───── Dataset records
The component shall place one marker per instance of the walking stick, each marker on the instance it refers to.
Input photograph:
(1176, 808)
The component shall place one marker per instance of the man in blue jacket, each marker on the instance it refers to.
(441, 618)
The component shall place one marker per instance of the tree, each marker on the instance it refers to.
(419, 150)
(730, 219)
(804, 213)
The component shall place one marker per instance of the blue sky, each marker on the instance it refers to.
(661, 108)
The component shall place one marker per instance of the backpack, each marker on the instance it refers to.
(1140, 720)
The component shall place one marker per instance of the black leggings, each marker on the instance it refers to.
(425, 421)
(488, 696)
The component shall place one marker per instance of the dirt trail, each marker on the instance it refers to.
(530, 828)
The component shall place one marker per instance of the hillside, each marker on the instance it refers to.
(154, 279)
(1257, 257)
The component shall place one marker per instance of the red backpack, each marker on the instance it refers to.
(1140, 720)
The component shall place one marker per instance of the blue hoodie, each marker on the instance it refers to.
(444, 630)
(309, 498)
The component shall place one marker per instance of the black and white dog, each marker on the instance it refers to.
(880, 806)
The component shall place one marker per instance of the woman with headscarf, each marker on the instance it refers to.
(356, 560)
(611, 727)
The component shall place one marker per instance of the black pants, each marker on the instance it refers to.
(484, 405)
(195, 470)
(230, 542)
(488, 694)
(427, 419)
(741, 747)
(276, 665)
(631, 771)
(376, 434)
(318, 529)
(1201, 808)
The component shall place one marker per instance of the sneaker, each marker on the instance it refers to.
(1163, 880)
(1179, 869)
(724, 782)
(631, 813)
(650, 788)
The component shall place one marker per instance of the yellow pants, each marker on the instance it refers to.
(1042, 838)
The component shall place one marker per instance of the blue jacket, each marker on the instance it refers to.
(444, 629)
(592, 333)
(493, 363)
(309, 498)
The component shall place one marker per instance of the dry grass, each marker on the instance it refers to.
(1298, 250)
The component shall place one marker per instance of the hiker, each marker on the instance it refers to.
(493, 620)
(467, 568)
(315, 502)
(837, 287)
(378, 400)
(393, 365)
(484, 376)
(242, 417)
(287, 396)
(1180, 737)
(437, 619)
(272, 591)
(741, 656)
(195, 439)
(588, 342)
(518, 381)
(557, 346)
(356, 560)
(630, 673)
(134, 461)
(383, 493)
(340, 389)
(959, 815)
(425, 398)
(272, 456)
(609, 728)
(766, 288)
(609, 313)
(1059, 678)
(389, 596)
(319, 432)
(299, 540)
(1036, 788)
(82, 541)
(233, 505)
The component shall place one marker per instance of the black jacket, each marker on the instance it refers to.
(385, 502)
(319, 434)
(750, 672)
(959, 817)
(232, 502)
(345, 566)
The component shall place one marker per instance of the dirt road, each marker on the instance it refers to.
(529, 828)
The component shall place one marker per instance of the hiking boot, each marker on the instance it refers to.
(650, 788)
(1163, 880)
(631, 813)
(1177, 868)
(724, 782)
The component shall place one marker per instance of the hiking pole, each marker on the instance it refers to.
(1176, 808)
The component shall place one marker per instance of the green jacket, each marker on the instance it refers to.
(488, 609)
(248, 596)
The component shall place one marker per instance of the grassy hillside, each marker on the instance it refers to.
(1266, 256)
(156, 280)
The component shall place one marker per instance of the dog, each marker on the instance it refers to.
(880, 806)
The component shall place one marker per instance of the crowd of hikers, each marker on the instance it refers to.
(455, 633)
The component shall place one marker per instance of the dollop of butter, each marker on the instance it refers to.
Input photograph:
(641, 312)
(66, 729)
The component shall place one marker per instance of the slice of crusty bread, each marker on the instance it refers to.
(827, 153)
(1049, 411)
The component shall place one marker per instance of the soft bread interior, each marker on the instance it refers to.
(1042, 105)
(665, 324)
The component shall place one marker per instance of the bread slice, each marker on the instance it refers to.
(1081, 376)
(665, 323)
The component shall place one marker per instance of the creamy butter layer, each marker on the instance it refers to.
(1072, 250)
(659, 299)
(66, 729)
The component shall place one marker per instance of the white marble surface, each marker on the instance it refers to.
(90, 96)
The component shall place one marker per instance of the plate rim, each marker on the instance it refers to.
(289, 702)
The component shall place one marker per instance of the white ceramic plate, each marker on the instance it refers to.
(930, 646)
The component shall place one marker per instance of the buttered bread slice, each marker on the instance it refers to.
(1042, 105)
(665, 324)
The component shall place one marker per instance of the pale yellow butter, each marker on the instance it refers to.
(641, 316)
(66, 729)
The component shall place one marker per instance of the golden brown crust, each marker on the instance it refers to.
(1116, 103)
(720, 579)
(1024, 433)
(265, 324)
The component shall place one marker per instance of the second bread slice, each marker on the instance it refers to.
──────────
*Work required:* Every line of the listing must be transcribed exactly.

*Your solution:*
The component shall place one marker per instance of the walking stick, each marker on the instance it refers to.
Input photograph:
(1176, 808)
The component shall place one marker per instance of the man in blue jacket, each marker on the instance it refers to.
(441, 618)
The component shall place one marker per instance of the tree, each marker on the instance it refers to.
(419, 150)
(730, 219)
(804, 213)
The component shall place one marker per instance of the blue sky, each marker on the instance it refers to.
(661, 108)
The component shall place one marker per instance of the backpack, each marker on the instance it refers to.
(1140, 720)
The component shall place one marker per instance of the black leggings, each marker on the instance it refers to.
(425, 421)
(488, 696)
The component shall place one marker per instance of the dirt trail, each marker on the instance it refers to.
(530, 828)
The component shall place one marker per instance of the hillside, each marker on the instance it refers to.
(154, 279)
(1257, 257)
The component shall place one marker per instance of the red backpack, each marker on the instance it refers to.
(1140, 720)
The component shall place one marker per instance of the blue hoodie, each marker on the instance it refers to.
(444, 630)
(309, 498)
The component shall place one marker per instance of the black and white dog, each marker on the instance it refers to.
(880, 806)
The component shall place one marker per instance of the woman with headscarf, each marker on the instance it refers to.
(356, 560)
(611, 727)
The component shall place one marker per instance of the black pants, each marker on the instance it refers to.
(484, 405)
(195, 470)
(230, 542)
(488, 694)
(427, 419)
(741, 747)
(276, 665)
(631, 771)
(376, 434)
(318, 529)
(1201, 808)
The component shall place one marker per instance of the sneaker, each marker on the instance it refers to.
(1163, 880)
(1179, 869)
(724, 782)
(631, 813)
(650, 788)
The component shall place one marker per instance of the yellow pants, each marker on the instance it refers to.
(1042, 838)
The component shall place one marker per instance of the blue jacket, each marker on the instance it refers to.
(444, 629)
(592, 333)
(493, 363)
(309, 498)
The component shall place one marker per instance of the dry grass, each marker on the instance it refers to.
(1298, 250)
The component shall place one marker per instance of the hiker, each marker on the instance it refers to.
(493, 620)
(467, 568)
(315, 502)
(837, 287)
(378, 400)
(393, 365)
(484, 376)
(242, 417)
(287, 396)
(1180, 737)
(437, 619)
(272, 591)
(741, 656)
(195, 439)
(588, 342)
(518, 381)
(557, 346)
(356, 560)
(630, 673)
(134, 461)
(383, 493)
(340, 389)
(959, 815)
(425, 398)
(272, 456)
(609, 728)
(766, 288)
(609, 313)
(1059, 678)
(389, 596)
(319, 432)
(299, 540)
(1036, 788)
(82, 541)
(233, 505)
The component shall place one marker per instance of the black jacket, each marker on the instance it refers to.
(385, 502)
(319, 434)
(750, 672)
(959, 817)
(232, 502)
(345, 566)
The component shall place one marker per instance of the dirt road, each marker on the instance it refers to.
(529, 828)
The component shall place one marker per instance of the hiking boot, each marker on the instance it refers to.
(650, 788)
(1163, 880)
(631, 813)
(1177, 868)
(724, 782)
The component shall place one marker per instance of the hiking pole, each marker on the instance it refers to.
(1176, 808)
The component shall place one marker per instance of the green jacket, each marker on the instance it refers to.
(488, 609)
(248, 596)
The component shall place one marker per instance of the grassy hillside, each marker on the instance it refers to.
(1266, 256)
(156, 280)
The component shall place one marker per instance of the dog, each marker on the instance it refers to.
(880, 806)
The component shall place one marker per instance of the crowd of hikers, each marker on the instance it refers to.
(455, 633)
The component shall place one marker per instance of the dollop of butter, each marker on the instance it refers to.
Input photograph:
(641, 312)
(66, 729)
The component shall place one marker per instance of the slice of crusty bread, each marker on the instance it refers to.
(827, 153)
(1049, 411)
The component shall place one marker per instance of the soft bread interior, each marker on the instance it refers to.
(1042, 105)
(665, 324)
The component shall place one marker per instance of the bread slice, each marker on the instance it refers to.
(1081, 376)
(665, 323)
The component shall place one marker per instance of the creamy butter layer, each marker on the instance it refers to.
(1072, 250)
(659, 299)
(66, 729)
The component shall place one marker per instance of the white marble surface, each marker on the instance it refers to.
(90, 96)
The component shall place one marker per instance of the plate rim, each marker on the instance it refers to.
(289, 702)
The component shall place one marker per instance of the white ceramic plate, each marker on the instance it refers to.
(930, 646)
The component shall place one marker per instance of the buttered bread slice, each marker on the instance it refers to.
(1042, 105)
(665, 324)
The component shall place one marker per instance of the pale yellow butter, each marker on the instance it refers to.
(641, 316)
(66, 729)
The component shall place one marker per instance of the golden brown crust, each marker on the instance it refers to.
(1116, 103)
(720, 579)
(1024, 433)
(265, 324)
The component shall place one marker per instance of the second bread slice, each marker on the instance it refers to.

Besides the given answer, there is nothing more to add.